* _To do_: Only the lines from the start of the entries through the line with "box: [18, 0, 515, 338]" are wanted; please output them exactly.

* _Data provided_:
^^^^^^^^
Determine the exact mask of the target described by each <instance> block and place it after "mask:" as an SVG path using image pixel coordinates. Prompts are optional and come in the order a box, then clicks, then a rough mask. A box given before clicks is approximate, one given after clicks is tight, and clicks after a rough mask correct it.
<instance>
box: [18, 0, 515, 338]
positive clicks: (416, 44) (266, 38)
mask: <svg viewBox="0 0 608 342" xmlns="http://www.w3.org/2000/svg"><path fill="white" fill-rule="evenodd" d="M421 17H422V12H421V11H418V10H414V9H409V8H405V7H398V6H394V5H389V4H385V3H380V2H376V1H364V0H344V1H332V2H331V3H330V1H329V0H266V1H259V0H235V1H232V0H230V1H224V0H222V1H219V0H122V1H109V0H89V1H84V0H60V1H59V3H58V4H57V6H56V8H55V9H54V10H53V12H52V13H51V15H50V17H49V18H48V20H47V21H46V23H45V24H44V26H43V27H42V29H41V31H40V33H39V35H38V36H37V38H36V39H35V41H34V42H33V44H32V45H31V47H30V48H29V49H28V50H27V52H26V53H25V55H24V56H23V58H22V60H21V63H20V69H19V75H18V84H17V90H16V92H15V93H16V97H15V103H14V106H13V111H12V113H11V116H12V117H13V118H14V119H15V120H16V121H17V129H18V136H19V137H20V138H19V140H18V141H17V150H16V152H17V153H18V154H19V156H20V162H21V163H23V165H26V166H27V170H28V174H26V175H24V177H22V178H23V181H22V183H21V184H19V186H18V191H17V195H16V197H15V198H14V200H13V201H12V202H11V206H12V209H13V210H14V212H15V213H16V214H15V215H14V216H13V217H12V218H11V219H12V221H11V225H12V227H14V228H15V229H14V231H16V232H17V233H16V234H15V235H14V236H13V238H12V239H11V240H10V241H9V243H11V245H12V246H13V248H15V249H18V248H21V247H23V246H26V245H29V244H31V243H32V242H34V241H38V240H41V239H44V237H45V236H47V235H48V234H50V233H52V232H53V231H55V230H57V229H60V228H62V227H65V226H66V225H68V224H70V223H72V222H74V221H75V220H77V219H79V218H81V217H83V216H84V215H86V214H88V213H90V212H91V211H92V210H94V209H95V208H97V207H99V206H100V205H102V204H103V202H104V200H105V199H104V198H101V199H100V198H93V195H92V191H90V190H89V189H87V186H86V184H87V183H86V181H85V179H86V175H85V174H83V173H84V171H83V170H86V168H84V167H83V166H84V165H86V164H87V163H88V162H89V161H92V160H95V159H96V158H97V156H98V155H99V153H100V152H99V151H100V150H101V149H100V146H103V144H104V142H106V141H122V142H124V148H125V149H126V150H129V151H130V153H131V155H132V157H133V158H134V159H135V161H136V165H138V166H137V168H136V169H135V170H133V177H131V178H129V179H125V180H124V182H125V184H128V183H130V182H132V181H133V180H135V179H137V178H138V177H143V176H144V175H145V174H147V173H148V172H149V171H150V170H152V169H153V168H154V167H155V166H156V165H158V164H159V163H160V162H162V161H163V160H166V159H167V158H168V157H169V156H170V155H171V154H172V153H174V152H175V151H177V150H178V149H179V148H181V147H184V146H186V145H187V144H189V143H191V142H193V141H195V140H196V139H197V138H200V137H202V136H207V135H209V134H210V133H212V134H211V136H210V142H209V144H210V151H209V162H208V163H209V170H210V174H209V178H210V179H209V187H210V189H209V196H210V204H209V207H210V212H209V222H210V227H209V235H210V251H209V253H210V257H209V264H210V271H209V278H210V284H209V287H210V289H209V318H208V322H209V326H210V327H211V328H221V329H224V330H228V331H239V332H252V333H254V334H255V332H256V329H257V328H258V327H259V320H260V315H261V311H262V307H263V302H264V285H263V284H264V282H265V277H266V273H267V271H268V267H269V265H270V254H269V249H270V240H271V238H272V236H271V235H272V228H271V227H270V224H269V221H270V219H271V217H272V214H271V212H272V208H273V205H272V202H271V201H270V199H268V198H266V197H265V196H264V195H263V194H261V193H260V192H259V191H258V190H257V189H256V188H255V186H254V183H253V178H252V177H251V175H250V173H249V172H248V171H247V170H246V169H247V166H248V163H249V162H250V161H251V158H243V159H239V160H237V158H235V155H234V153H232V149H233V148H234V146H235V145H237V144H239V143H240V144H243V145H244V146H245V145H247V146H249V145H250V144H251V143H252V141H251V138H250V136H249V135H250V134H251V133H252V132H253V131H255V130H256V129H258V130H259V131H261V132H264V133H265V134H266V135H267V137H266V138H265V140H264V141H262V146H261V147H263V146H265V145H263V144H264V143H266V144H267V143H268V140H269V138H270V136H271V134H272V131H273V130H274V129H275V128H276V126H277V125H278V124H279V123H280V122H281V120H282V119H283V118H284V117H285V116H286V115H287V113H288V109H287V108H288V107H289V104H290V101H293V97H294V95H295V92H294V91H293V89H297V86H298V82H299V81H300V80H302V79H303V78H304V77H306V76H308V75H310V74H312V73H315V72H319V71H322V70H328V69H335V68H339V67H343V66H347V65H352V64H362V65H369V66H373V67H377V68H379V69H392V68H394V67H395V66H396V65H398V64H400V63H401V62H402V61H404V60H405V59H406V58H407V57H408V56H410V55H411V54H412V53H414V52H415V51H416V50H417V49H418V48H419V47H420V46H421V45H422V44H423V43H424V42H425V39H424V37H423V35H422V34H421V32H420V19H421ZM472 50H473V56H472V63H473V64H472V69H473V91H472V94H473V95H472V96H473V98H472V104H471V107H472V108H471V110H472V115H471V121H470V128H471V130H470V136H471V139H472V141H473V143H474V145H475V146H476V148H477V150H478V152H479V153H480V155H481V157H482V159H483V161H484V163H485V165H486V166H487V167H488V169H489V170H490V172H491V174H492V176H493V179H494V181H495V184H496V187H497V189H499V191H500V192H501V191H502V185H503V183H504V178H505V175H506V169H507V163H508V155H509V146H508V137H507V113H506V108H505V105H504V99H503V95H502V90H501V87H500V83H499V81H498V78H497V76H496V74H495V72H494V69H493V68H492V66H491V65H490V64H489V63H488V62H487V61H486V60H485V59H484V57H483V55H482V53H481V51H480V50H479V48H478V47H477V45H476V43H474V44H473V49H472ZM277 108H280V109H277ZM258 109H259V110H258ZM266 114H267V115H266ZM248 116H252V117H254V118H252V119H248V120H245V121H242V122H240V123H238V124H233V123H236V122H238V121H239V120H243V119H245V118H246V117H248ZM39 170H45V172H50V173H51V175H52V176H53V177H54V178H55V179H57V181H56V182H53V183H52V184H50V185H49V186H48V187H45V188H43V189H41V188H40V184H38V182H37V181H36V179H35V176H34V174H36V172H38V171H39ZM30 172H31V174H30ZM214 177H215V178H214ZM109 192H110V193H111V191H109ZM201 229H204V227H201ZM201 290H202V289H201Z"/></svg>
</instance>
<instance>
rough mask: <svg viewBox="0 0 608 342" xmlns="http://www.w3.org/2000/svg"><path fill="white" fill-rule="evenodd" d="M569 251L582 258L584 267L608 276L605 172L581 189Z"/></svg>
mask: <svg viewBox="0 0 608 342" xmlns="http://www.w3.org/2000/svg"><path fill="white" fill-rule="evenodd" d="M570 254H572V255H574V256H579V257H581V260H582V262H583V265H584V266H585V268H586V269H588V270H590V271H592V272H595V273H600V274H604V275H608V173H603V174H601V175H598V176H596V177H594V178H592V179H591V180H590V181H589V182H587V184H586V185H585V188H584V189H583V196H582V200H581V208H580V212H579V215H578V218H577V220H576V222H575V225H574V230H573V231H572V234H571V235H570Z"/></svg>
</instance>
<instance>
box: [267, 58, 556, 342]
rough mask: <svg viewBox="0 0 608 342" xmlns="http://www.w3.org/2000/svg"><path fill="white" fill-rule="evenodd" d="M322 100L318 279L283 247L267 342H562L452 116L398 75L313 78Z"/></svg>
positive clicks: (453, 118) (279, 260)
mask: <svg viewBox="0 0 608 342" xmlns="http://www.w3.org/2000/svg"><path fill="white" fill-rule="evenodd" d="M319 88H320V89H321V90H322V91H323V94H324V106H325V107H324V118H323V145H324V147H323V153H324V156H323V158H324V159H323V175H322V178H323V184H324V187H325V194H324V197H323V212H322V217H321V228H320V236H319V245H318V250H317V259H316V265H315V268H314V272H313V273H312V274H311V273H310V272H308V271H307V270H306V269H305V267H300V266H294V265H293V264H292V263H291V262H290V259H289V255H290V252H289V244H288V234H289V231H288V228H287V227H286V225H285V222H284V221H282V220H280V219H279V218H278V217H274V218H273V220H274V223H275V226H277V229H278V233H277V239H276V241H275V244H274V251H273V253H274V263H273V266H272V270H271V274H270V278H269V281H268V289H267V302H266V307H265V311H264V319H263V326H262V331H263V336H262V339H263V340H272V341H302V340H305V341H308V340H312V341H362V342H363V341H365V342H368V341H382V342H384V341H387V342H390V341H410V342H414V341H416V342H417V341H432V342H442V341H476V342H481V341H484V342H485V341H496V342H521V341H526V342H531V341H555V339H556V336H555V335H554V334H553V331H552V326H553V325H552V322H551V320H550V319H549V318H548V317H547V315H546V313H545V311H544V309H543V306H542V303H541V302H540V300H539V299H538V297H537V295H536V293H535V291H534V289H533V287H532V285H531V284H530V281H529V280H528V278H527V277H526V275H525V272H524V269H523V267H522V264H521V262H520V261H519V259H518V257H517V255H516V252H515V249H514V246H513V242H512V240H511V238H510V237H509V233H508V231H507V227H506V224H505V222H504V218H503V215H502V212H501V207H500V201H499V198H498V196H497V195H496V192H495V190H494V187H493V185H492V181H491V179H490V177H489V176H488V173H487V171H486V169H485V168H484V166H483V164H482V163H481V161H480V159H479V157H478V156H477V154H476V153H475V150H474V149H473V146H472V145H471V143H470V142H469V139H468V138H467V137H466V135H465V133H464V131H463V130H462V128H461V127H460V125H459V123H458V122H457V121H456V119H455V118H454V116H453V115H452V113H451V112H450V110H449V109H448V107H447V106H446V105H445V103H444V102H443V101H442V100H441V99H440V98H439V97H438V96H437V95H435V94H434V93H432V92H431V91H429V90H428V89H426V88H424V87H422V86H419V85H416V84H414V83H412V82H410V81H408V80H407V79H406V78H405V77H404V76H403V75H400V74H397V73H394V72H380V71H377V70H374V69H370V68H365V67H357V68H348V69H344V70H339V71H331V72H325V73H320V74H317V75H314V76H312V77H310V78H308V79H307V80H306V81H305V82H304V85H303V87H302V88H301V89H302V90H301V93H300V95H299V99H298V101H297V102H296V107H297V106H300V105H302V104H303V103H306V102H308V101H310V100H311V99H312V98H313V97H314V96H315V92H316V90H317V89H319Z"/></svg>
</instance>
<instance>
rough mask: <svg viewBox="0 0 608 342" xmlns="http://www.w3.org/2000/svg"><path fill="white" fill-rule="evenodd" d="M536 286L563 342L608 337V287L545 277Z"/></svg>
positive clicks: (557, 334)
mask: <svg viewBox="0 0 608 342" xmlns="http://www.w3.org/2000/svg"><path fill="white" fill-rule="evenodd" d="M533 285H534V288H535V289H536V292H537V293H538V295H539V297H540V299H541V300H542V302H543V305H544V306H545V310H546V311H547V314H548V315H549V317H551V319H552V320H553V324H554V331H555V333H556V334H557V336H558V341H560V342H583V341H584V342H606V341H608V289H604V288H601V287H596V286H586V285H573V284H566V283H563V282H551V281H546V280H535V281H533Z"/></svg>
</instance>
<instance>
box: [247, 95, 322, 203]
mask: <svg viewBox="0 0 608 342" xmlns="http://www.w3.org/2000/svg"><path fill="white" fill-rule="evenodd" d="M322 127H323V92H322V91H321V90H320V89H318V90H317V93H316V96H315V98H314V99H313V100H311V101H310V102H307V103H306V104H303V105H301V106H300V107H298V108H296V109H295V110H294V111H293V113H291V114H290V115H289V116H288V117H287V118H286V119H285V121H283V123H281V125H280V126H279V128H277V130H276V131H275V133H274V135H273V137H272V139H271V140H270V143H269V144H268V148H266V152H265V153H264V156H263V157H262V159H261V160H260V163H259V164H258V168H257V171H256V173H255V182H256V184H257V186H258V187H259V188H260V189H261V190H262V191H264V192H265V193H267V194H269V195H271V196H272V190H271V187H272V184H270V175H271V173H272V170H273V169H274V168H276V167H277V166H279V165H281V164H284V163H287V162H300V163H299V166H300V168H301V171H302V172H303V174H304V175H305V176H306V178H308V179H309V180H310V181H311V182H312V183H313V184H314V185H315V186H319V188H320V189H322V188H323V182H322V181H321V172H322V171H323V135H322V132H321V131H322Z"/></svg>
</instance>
^^^^^^^^
* _Solution below_:
Determine the exact mask of the target described by each <instance> block and place it after "mask:" as an SVG path using image pixel coordinates. Prompts are optional and come in the order a box, then clicks, then a rough mask. A box given before clicks is approximate, one given after clicks is tight, and clicks after a rough mask correct it.
<instance>
box: [18, 0, 515, 338]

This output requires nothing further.